Jezus heeft dat zelf tijdens zijn leven op aarde ondervonden. Mensen betwisten zijn gezag. Ze zeggen dat Hij van de duivel komt. Ze proberen Hem monddood te maken. Ze drijven de spot met Hem. Telkens weer botst het: Juist op de vraag wie Jezus is. Marcus begint zijn evangelie met de inleidende woorden: “Het begin van het goede nieuws van Jezus Christus, Zoon van God.” Precies het feit dat Jezus Gods Zoon is die ook die erkenning vraagt, dat is omstreden.

Marcus vertelt in hoofdstuk 6 dat Jezus zijn leerlingen twee aan twee er op uit stuurt om het goede nieuws bekend te maken. Er zullen mensen zijn bij wie ze welkom zijn, maar er zullen ook mensen zijn bij wie ze niet welkom zijn. Die zeggen: “Wij willen Jezus niet!”

Van dat verzet is niet alleen sprake als Jezus als mens op aarde is, maar dat zal op deze huidige aarde altijd blijven. Denk maar aan wat Jezus zegt in de Bergrede in Matteus 5: “Gelukkig zijn jullie wanneer ze je omwille van Mij uitschelden, vervolgen en van allerlei kwaad betichten.”… Je hoeft de gebedskalender van Open Doors maar te lezen om te zien dat zulke dingen vandaag nog steeds schering en inslag zijn voor veel christenen. Daarom hebben Jezus’ leerlingen zijn bekrachtiging en bevestiging ook zo hard nodig.

Juist in dit verband kunnen we de tekenen begrijpen die Jezus noemt. Jezus werkt vanuit de hemel niet alleen mee bij de bekendmaking van het evangelie, maar Hij zet hun verkondiging ook kracht bij door tekenen die er op volgen.

Die tekenen hebben te maken met de weerstand die het evangelie oproept. Met aanvallen op het evangelie en de brengers ervan. Met diepe geloofsvragen of het wel waar is. We gaan ze bij langs.

1 In mijn naam zullen ze demonen uitdrijven.
Nergens horen we van meer verzet van demonen dan als Jezus als mens op aarde is. Als Hij Gods goede nieuws verkondigt… Als de Heer Jezus aan de mensen wordt voorgehouden met de oproep tot geloof, dan steigeren de demonen. Hoe sterker de verkondiging, des te meer zullen ze zich verzetten!

-Wie in Jezus gaat geloven die wordt door God aan Jezus verbonden. Aan de levende, opgestane Heer! God legt Jezus’ leven in die mens. Dat leven van Jezus zal ook naar buiten komen. Dat zal uitnodigend zijn voor andere mensen. Maar het zal ook verzet oproepen.
-Jezus stuurt zijn leerlingen uit om Gods goede nieuws aan de mensen voor te houden. Om ze op te roepen om hun vertrouwen in Jezus te stellen. Dat bekend maken van Jezus dat vinden de boze geesten niet fijn. Ze zullen alles in het werk stellen om de kracht van die verkondiging te breken. Christus’ kerk, Christus’ leerlingen zullen dat ervaren.

Verzamelde records:
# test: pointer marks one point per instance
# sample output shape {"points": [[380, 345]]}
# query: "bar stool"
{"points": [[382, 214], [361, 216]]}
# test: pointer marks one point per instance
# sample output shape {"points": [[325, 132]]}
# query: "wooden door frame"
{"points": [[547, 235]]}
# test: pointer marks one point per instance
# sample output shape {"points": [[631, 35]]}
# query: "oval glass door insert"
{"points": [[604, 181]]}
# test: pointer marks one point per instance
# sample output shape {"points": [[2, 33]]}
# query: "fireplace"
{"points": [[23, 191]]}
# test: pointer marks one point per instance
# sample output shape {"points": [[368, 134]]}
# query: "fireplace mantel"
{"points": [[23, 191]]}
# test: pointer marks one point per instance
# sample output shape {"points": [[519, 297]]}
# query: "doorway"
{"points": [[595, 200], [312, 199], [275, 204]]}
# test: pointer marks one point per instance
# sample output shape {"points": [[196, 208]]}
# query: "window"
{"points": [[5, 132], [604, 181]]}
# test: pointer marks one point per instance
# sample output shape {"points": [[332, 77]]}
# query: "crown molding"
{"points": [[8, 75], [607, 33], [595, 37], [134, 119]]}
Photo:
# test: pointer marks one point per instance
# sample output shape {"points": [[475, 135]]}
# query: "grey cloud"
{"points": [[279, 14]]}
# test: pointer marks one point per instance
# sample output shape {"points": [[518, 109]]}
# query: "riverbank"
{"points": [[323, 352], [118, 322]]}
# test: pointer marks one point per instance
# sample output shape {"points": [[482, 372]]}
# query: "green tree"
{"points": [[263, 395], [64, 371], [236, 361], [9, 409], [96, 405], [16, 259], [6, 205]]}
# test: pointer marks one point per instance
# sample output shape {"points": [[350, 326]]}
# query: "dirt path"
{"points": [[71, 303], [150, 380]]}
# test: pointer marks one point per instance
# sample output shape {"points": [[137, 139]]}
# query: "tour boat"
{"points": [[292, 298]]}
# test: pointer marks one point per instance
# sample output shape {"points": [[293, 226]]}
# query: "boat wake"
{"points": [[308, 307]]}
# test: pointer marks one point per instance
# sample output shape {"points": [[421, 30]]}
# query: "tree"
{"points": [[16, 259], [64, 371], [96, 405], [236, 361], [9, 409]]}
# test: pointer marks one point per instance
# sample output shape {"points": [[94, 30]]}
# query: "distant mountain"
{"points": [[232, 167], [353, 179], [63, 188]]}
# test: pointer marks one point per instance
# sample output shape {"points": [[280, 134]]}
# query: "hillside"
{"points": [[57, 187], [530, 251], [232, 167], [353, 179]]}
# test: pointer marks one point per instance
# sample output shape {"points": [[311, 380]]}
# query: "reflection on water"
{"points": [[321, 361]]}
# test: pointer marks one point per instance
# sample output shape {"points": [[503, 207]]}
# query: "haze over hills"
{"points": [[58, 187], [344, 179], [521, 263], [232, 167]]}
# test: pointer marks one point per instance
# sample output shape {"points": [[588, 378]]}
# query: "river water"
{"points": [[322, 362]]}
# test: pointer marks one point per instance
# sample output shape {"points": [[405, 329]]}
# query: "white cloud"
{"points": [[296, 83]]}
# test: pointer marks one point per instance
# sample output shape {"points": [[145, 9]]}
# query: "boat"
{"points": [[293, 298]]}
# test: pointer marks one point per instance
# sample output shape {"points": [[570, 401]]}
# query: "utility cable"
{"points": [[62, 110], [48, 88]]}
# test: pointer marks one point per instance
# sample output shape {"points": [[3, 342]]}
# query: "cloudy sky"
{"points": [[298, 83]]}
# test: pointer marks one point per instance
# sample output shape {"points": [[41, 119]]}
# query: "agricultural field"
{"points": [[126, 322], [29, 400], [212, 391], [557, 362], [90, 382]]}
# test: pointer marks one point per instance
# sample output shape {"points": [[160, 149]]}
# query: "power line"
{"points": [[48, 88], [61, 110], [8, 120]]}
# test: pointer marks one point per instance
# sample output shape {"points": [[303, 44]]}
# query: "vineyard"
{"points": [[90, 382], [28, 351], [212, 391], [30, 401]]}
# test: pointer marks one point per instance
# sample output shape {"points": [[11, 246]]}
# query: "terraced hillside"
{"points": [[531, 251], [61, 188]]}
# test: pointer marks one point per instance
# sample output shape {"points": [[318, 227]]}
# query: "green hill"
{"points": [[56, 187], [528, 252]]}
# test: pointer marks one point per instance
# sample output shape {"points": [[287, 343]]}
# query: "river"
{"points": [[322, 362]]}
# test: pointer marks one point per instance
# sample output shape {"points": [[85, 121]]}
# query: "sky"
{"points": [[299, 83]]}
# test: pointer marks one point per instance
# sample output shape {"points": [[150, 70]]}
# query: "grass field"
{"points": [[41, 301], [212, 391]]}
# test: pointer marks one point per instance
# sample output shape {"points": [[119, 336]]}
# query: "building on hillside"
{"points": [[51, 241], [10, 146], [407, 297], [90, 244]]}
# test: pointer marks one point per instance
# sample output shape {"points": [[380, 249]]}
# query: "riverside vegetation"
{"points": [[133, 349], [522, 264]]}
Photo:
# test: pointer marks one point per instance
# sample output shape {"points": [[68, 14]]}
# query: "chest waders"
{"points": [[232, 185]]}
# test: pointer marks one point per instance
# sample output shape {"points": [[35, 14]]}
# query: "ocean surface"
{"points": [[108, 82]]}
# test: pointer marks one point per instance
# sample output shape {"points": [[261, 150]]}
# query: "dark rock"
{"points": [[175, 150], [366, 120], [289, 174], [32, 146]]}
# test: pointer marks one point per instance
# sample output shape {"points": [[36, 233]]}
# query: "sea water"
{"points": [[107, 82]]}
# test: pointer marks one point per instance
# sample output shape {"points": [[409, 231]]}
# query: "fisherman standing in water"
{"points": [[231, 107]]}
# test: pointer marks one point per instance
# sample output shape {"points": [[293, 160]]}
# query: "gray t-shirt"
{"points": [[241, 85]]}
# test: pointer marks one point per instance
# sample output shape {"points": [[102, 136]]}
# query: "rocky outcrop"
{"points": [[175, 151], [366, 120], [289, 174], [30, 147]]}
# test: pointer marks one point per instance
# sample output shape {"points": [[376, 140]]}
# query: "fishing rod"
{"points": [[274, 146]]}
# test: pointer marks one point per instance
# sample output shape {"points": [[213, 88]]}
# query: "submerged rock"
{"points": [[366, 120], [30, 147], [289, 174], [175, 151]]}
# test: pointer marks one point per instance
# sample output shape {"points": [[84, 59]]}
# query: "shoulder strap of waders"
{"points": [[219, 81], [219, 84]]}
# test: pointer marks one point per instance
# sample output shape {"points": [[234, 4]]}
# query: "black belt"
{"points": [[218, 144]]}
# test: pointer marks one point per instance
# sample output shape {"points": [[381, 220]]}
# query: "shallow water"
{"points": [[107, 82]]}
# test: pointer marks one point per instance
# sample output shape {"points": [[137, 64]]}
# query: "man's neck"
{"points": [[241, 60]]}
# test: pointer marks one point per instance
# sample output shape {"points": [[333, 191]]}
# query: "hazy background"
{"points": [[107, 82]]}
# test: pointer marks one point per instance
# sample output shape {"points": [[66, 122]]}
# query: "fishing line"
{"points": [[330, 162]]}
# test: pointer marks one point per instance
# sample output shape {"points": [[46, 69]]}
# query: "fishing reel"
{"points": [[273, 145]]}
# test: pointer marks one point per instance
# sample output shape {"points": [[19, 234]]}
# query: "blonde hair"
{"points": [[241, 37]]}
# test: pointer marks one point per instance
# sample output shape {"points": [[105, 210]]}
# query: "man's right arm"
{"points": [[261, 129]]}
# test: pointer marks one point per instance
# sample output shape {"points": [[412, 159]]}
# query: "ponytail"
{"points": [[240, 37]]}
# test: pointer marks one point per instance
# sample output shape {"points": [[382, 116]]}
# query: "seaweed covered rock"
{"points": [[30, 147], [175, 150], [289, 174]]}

Opdrachten:
1. Vat de alinea die begint met “Van dat verzet is niet alleen sprake” uit het fragment over verzet tegen het evangelie beknopter samen. De hoofdfeiten moeten behouden blijven.
2. Schrijf het fragment over verzet tegen het evangelie verder vanaf de laatste zin.

Antwoorden per opdracht:
1. Verzet tegen Jezus bestond niet alleen tijdens zijn leven op aarde. Het blijft op deze huidige aarde altijd bestaan. In de Bergrede in Matteus 5 noemt Jezus zijn volgelingen gelukkig wanneer ze omwille van Hem worden uitgescholden, vervolgd en van allerlei kwaad beticht. De gebedskalender van Open Doors laat zien dat dit voor veel christenen nog steeds schering en inslag is. Daarom hebben Jezus’ leerlingen zijn bekrachtiging en bevestiging zo hard nodig.

2.
Maar, zegt Jezus in Marcus 16: Ik ben al die demonen de baas! Als Ik bekend gemaakt word verzetten ze zich. Maar juist tegen Mij kunnen ze niet op. Jullie zullen ze uitdrijven.

2 Ze zullen spreken in onbekende talen.
Onbekende tongen of talen kan in de Bijbel wijzen op bestaande menselijke talen. Denk aan het wonder op de eerste Pinksterdag: Jezus’ leerlingen spreken in heel verschillende talen. De mensen die toegestroomd zijn horen het goede nieuws in hun eigen taal.
Onbekende talen kan ook wijzen op een taal die geen mensentaal is, maar bijvoorbeeld engelentaal. Van zo’n taal lezen we in 1 Korinte 14. Dat is een taal waarbij iemand anders nodig is die het kan vertalen naar mensentaal.

In Marcus 16 gaat het over de verkondiging van het goede nieuws. Ik denk daarom dat Jezus hier denkt aan bestaande talen. Het evangelie moet naar ieder volk in zijn eigen taal. Soms geeft God het wonder dat zijn leerlingen andere talen spreken zonder dat ze daarvoor geleerd hebben.

Dat Jezus dit teken aankondigt sluit niet uit dat kerken zelf ook inspanningen leveren om mensen met het evangelie in hun eigen taal te bereiken. Denk aan vertaalwerk van het Nederlands Bijbelgenootschap of Wycliffe Bijbelvertalers. Dat er mensen zijn die inzicht hebben in andere talen en die vanuit hun werk hierbij kunnen helpen, dat is ook een gave van God.

3 Met hun handen zullen ze slangen oppakken en als ze een dodelijk gif zullen drinken zal dat hun niet deren.
De duivel zal zijn afschuw tegen het evangelie in alles laten blijken. Daarbij zal hij ook dieren en mensen inschakelen. Maar Jezus zal zulke aanvallen vanuit de hemel pareren.

Denk bij die slangen aan Paulus op Malta. Hij is gered na een schipbreuk. Maar dan bijt hem een slang. De mensen zeggen: “De goden straffen hem. Hij had niet gered mogen worden.” Blijkbaar was het een giftige slang en zag het er niet best uit voor Paulus. Maar er gebeurt helemaal niets. Paulus wordt niet ziek en valt niet dood neer.

De Bijbel noemt geen voorbeeld van bestand zijn tegen gifdrank. Maar wel vertelt Handelingen 14 dat Paulus een keer gestenigd is. Hij wordt voor dood achtergelaten. Maar dan staat hij op en vervolgt zijn werk.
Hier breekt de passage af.